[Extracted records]
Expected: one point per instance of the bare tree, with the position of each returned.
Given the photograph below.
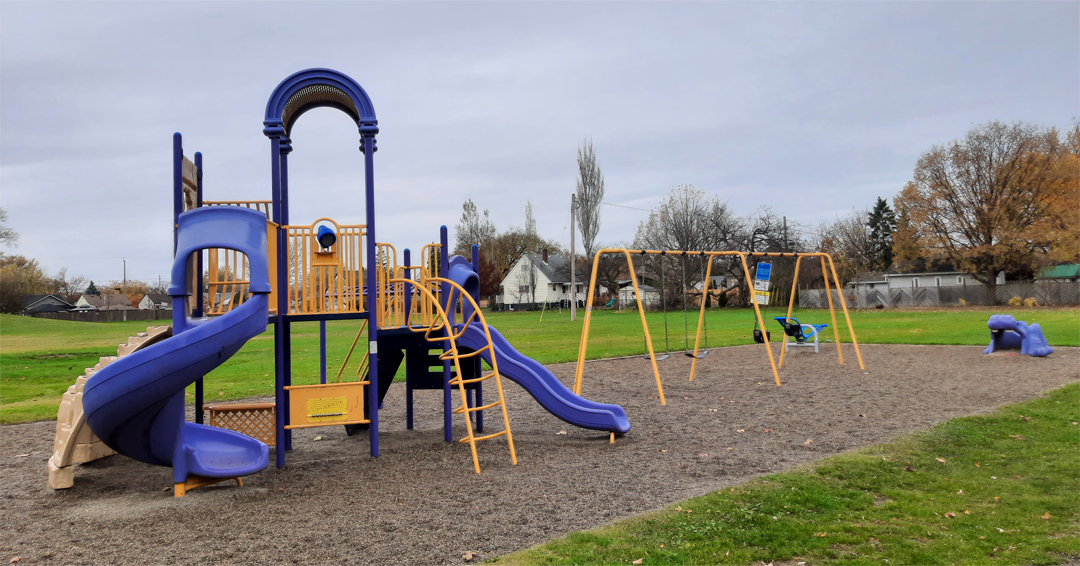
(8, 234)
(530, 221)
(688, 219)
(590, 196)
(850, 241)
(65, 287)
(1000, 199)
(473, 228)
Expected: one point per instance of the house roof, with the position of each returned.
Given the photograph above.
(30, 300)
(556, 269)
(642, 287)
(868, 277)
(1066, 271)
(108, 301)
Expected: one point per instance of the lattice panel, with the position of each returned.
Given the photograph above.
(253, 419)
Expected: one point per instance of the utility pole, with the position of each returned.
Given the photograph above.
(574, 263)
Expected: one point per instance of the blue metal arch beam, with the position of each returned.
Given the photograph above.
(274, 124)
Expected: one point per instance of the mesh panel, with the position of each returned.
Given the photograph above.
(254, 419)
(316, 94)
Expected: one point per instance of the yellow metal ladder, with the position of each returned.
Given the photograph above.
(441, 331)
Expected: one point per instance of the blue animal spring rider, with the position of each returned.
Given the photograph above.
(793, 328)
(1008, 333)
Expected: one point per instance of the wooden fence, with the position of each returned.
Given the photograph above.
(109, 315)
(1044, 292)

* Written problem: Copy all the entries word for word. Omit any pictures.

* Full solution:
Expected: one point per instance of the bare tree, with the position of each returned.
Given the photograph below.
(8, 234)
(530, 221)
(688, 219)
(590, 196)
(850, 241)
(65, 287)
(1000, 199)
(473, 228)
Expected: one point per instance of the house roof, with the position of each returned.
Given the photograph above.
(30, 300)
(556, 269)
(642, 287)
(868, 277)
(1066, 271)
(108, 301)
Expected: one point per instance of the lattice panel, with the position of each returned.
Given the photograph above.
(253, 419)
Expected: one point per instance of the utility pole, with the position of each returned.
Given the photograph above.
(574, 263)
Expected: one point per instance of the blue metal arch beam, with the position of each returned.
Given the photograph above.
(274, 124)
Expected: one point per instance of the mesh panel, with the position of each returned.
Given the photograph above.
(254, 419)
(316, 94)
Expected: one point per instance of the yellow metal ladder, with the position of each returned.
Given the photograph above.
(441, 331)
Expected: one point per instance of the blue animal spring rider, with the position of each returned.
Given the photograph above.
(793, 328)
(1008, 333)
Expected: one point per instance of the wooden fence, with the position of each returned.
Given the photograph above.
(109, 315)
(1044, 292)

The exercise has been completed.